Как формировалась идентичность петербуржцев начала века, есть ли жизнь на Корейском полуострове к северу от 38-й параллели, чем едва не стали поставки по ленд-лизу для СССР и почему попытка патриотического подъема конца Первой мировой привела к русской революции — в обзоре Бориса Куприянова для совместного проекта «Горького» и премии «Просветитель».

Лев Лурье. Соседский капитализм. Крестьянские землячества Петербурга конца XIX — начала XX века. СПб.: Издательство Европейского университета в Санкт-Петербурге, 2020. Содержание

Лев Яковлевич — замечательный историк, выдающийся петербургский краевед, талантливый педагог и ведущий увлекательных телепрограмм. Если мы хотим представить себе классического ленинградца/петербуржца, то это именно он.

«Соседский капитализм» суммирует многолетнюю работу историка, посвященную формированию петербуржцев. Читателю предстоит узнать, как заселялся Петербург, из каких мест приезжали люди, как они оседали в столице империи, что представляли собой профессиональные землячества. Книга построена на документах, статистических данных, газетных хрониках. Историк при этом победил публициста, но не питерца. Перед нами классическая научная работа, написанная настолько захватывающе, что к ней вполне можно применить банальное высказывание «читается как роман».

Уникальность питерской ситуации состоит в том, что, в отличие от «старых» городов, формирование населения северной столицы можно проследить. Как это ни покажется странным нам, людям XXI века, но полтора столетия назад новые питерцы мобилизовались, что совершенно естественно, не столько из городской среды, сколько из крестьянской. Однако бывшая локальная идентичность вовсе не растворялась, а трансформировалась в новую городскую. Автор утверждает, что регион, из которого приезжали в Питер крестьяне, часто имел принципиальное значение в выборе профессиональной деятельности нового горожанина. Общины — землячества — создавались в городах как по территориальному, так и по религиозному признаку. Вологжане, псковичи, филипповцы, поповцы — так же как и лютеране, поляки, мусульмане — оставили в городе свой след и повлияли на его культуру.

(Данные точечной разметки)
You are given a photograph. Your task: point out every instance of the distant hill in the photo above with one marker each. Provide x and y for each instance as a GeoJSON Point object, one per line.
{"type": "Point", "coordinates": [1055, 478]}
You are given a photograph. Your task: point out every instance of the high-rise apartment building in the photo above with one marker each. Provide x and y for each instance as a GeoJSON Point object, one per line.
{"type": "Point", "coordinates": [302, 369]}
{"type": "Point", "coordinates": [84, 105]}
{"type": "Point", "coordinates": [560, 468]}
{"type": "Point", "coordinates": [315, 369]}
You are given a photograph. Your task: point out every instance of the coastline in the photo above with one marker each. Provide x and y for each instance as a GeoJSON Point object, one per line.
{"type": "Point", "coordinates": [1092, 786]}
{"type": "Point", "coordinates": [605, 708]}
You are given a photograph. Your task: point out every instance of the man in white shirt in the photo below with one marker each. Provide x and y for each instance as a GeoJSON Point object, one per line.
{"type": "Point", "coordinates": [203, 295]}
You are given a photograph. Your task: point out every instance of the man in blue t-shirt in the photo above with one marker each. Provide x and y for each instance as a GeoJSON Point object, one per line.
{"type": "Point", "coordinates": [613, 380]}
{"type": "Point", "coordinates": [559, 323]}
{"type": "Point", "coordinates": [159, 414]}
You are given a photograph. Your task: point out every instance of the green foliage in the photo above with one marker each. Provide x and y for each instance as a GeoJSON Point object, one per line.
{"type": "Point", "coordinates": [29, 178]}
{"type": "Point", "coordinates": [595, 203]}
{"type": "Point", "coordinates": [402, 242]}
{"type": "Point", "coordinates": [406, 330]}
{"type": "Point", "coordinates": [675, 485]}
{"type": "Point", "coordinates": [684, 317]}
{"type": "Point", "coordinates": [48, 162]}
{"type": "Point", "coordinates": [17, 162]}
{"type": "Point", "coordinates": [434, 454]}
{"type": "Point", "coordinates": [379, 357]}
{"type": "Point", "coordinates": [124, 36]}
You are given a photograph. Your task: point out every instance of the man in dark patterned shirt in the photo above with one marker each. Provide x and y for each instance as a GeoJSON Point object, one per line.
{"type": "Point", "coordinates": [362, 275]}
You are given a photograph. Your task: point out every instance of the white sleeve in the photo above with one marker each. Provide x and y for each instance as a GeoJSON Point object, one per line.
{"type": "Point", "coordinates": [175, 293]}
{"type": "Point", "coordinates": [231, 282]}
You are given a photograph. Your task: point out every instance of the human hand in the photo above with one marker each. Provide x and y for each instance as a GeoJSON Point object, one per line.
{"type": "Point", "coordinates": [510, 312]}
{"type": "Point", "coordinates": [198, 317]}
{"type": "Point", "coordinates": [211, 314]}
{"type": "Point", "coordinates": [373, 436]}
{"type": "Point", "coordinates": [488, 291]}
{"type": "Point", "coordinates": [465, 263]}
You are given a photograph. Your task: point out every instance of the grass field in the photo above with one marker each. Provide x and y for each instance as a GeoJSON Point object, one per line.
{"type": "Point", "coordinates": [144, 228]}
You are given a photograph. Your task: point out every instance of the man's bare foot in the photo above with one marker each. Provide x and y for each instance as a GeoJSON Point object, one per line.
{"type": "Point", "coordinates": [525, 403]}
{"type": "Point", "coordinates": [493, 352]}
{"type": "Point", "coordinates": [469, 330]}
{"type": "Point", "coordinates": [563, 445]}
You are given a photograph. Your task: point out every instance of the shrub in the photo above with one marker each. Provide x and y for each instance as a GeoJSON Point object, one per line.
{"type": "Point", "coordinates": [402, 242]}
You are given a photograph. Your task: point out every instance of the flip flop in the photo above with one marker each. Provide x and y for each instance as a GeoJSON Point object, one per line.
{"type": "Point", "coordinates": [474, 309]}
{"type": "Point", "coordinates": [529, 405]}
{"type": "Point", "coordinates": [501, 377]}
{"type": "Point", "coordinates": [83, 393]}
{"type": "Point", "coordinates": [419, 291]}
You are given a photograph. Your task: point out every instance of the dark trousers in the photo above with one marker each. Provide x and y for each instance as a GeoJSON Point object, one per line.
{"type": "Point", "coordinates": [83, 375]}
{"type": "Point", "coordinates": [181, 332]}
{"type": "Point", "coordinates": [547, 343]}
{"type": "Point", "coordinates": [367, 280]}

### Задания:
(a) Перечислите все группы горожан, которые, согласно фрагменту, оставили в Петербурге свой след.
(b) Определите, соответствуют ли фрагменту следующие утверждения: (i) книга построена на документах, статистических данных и газетных хрониках; (ii) прежняя локальная идентичность приезжих крестьян растворялась в городе; (iii) книга «Соседский капитализм» издана в 2020 году.
(c) Перепишите из фрагмента без изменений отрывок от «Уникальность питерской ситуации» до «на его культуру.» включительно.

### Ответы к заданиям:
(a) Вологжане, псковичи, филипповцы, поповцы, лютеране, поляки, мусульмане.

(b)
(i) Да: «Книга построена на документах, статистических данных, газетных хрониках.»
(ii) Нет: «Однако бывшая локальная идентичность вовсе не растворялась, а трансформировалась в новую городскую.»
(iii) Да: «СПб.: Издательство Европейского университета в Санкт-Петербурге, 2020.»

(c)
Уникальность питерской ситуации состоит в том, что, в отличие от «старых» городов, формирование населения северной столицы можно проследить. Как это ни покажется странным нам, людям XXI века, но полтора столетия назад новые питерцы мобилизовались, что совершенно естественно, не столько из городской среды, сколько из крестьянской. Однако бывшая локальная идентичность вовсе не растворялась, а трансформировалась в новую городскую. Автор утверждает, что регион, из которого приезжали в Питер крестьяне, часто имел принципиальное значение в выборе профессиональной деятельности нового горожанина. Общины — землячества — создавались в городах как по территориальному, так и по религиозному признаку. Вологжане, псковичи, филипповцы, поповцы — так же как и лютеране, поляки, мусульмане — оставили в городе свой след и повлияли на его культуру.